(Lines of data)

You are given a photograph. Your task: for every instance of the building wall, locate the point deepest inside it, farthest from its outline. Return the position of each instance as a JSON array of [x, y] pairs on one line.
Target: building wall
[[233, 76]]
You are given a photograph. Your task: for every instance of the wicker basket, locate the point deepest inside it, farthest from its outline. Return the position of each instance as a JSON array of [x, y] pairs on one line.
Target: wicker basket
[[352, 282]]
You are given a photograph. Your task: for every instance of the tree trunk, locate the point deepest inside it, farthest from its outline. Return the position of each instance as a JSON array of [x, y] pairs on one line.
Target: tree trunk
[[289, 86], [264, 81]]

## Problem description
Reproduce every one of the records above line for line, changing nothing.

## Task output
You are given a photograph. Your task: for every instance of the building wall, locate the point deepest inside it, farthest from its outline. Return the position of each instance as a JSON array of [x, y] pairs on one line.
Target: building wall
[[233, 76]]
You are given a photograph. Your task: for every instance of the wicker basket, locate the point deepest inside it, farthest from its outline. Return the position of each instance as a JSON array of [x, y] pairs on one line.
Target: wicker basket
[[352, 282]]
You are given a photograph. Your task: for every instance of the tree trunk, locate the point deepest inside it, farthest from its outline. Return the position of each instance as a JSON array of [x, y] pairs on one line.
Target: tree trunk
[[289, 86], [264, 81]]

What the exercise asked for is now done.